*** Input data ***

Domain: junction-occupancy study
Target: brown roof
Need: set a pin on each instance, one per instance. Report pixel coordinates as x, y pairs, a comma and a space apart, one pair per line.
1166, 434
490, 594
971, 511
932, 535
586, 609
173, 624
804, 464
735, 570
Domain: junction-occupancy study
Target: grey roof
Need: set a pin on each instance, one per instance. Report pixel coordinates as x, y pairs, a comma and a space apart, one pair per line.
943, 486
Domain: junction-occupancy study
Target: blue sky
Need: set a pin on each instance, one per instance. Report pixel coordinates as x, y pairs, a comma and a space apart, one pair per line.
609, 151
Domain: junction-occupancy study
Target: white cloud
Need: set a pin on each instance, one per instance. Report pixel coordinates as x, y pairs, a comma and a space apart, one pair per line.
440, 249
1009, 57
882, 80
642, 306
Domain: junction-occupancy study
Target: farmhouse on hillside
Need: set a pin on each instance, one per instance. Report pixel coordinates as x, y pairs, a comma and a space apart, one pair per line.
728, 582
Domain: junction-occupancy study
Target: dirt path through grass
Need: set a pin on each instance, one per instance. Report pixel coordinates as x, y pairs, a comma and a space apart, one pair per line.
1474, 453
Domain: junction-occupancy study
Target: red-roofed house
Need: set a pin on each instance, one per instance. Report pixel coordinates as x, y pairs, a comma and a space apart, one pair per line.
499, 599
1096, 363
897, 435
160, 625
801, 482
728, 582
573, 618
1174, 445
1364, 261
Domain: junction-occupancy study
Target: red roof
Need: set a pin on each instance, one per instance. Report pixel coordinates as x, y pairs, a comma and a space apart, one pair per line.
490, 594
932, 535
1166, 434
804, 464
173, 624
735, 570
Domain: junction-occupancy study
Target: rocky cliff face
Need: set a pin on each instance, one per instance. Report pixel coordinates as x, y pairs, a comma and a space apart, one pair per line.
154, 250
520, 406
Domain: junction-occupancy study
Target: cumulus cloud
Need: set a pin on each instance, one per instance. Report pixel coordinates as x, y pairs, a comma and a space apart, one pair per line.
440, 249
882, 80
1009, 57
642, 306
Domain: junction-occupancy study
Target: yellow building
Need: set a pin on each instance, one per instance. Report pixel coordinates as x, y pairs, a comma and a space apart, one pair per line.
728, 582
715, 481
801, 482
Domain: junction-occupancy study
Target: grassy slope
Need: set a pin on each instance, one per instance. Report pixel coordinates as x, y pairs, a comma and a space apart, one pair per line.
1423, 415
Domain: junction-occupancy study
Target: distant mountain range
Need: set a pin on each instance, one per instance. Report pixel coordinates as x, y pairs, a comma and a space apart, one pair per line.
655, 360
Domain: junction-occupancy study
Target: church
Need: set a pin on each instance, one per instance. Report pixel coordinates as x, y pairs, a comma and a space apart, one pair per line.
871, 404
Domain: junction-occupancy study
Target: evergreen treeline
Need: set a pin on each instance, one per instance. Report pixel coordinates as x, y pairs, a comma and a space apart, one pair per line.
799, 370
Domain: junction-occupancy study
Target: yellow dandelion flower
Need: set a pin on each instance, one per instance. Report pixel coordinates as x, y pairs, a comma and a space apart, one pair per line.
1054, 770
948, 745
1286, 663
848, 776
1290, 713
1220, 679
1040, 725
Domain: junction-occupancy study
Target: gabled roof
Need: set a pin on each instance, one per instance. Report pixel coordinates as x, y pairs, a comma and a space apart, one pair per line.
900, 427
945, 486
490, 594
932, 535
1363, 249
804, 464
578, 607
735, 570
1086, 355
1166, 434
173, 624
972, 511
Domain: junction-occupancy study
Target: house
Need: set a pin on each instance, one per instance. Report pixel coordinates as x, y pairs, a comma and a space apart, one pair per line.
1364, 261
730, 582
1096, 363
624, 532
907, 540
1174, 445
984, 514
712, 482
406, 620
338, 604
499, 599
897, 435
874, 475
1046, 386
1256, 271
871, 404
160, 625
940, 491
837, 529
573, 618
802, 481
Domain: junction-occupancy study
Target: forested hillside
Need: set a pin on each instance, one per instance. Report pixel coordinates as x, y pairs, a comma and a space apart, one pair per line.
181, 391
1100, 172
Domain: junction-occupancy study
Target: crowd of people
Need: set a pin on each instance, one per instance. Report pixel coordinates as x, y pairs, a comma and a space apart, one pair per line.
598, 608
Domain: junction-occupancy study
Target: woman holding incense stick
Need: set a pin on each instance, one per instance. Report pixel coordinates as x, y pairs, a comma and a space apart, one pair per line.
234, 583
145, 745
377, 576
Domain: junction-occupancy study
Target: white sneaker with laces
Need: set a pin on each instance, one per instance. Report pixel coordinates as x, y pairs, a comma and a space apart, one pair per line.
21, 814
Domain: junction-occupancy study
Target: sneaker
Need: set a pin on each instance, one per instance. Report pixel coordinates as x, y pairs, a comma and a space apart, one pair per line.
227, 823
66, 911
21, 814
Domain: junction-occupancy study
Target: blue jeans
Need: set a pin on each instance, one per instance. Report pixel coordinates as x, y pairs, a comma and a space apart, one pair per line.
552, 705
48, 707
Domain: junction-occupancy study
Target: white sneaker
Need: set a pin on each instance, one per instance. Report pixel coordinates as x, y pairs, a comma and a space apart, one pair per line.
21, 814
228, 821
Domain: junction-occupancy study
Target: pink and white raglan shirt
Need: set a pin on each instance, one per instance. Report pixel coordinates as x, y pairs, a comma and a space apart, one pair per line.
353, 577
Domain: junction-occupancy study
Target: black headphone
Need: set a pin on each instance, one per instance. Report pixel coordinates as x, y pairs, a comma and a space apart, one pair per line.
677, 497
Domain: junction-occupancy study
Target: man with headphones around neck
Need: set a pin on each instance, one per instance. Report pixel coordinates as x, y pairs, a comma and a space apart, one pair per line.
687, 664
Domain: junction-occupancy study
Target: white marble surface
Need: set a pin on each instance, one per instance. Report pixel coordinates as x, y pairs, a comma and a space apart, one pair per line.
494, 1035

*** End of Input data ***

# Exercise directions:
Lines containing "yellow" in the listing: how many are there? Answer with the number only.

# Output below:
2